Start of TEXT
2.4. Characterization and Procedures

Attenuated Total Reflectance/FT-Infrared Spectroscopy (ATR-FTIR) spectra were obtained using a PerkinElmer BX-FTIR Spectrometer coupled with a MIRacle^TMATR accessory from PIKE Technologies. UV spectra were obtained by using a PerkinElmer Lambda 35 Spectrometer. The absorbance at the peak’s maximum of the absorption band was used to determine the aryl hydrazone-naphthalimide content anchored to acrylic membranes. An assessment was made in quintuplicate for each material. Fluorescence spectra were obtained with a PerkinElmer LS 55, and corrected using the response curve of the photomultiplier. Coumarin 6 (ϕ_F = 0.78 in ethanol) was used to determine the fluorescence quantum yields (ϕ_F) [33]. ¹H-NMR and ¹³C-NMR spectra were recorded on a Varian-Mercury 400 MHz using DMSO-d₆ as a solvent. Mass Spectra (MS) were recorded on a HP 5973-MSD spectrometer.

Differential Scanning Calorimetry (DSC) was undertaken in a METTLER DSC-823e instrument, which was previously calibrated with an indium standard (Tm = 429 K, ΔHm = 25.75 Jg⁻¹). A total of 10 mg of membranes was sealed onto the DSC pans and were heated or cooled under nitrogen, between 30–180 °C, at a rate of 10 °C min⁻¹. The glass transition temperature of the membranes (Tg) was determined in a second scan, and after erasing the previous thermal history of the material in a first scan.
End of TEXT
Start of RAW DATA
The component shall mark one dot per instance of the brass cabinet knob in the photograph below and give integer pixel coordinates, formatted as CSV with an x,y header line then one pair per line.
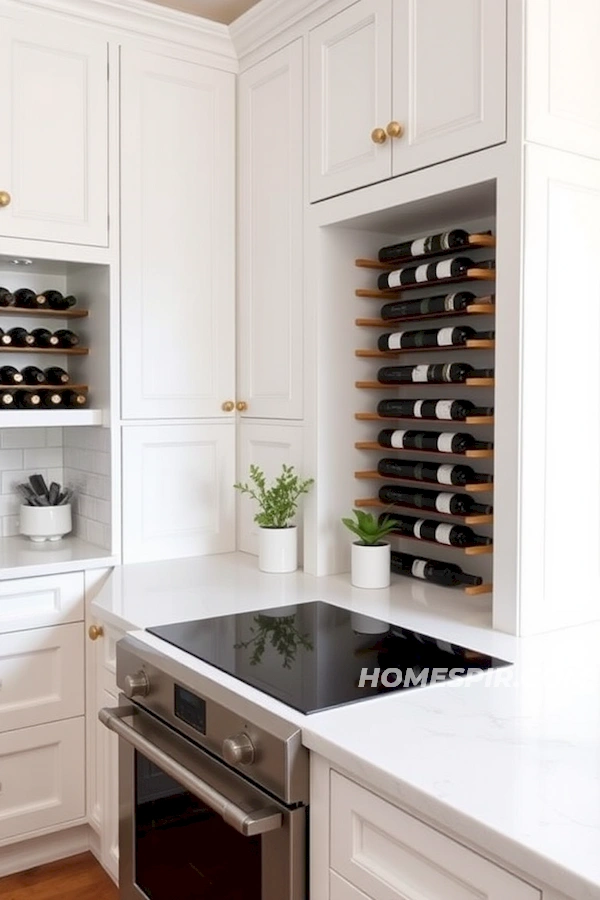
x,y
378,136
395,129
End of RAW DATA
• WHAT YOU NEED TO DO
Write the next part of the characterization and procedures section, beginning right after its sentence about the glass transition temperature.

• REPLY TO THE EXERCISE
For the Thermogravimetric analysis (TGA), a TGA Q-500 TA Instrument coupled to a Pfeiffer Vacuum ThermoStar^TM mass spectrometer was used. The heating rate for the dynamic analysis was 10 °C·min⁻¹, and the nitrogen flow was maintained at a constant of 60 mL·min⁻¹. The weight loss was measured as a function of temperature, and the evolved gas masses were directly monitored.

Elemental analysis (EA) was undertaken in a Carlo Erba EA1108 elemental analyzer (% of C, H, N).

The swelling degree (SD) in the water of the membranes was determined by immersing dried and weighed sample films (W_d) into deionized water at 30 °C. After 24 h, the superficial solvent was removed, and the samples were immediately weighed (W_s). The swelling degree was calculated as follows: SD (%) = ((W_s − W_d)/W_d) × 100, where W_s and W_d are the weight of the swollen and dry samples, respectively.

All reactions were performed in a Anton Paar Monowave^TM 300 microwave synthesis reactor provided with an infrared sensor (IR pyrometer). The reactions were carried out in pressure-resistant 30 mL test tubes sealed with a silicon septum and a magnetic stirring bar was used.

Photopolymerization reactions were undertaken in a Bio-link™ BLX-365 type Bio-link apparatus (Vilbert Lourmat™).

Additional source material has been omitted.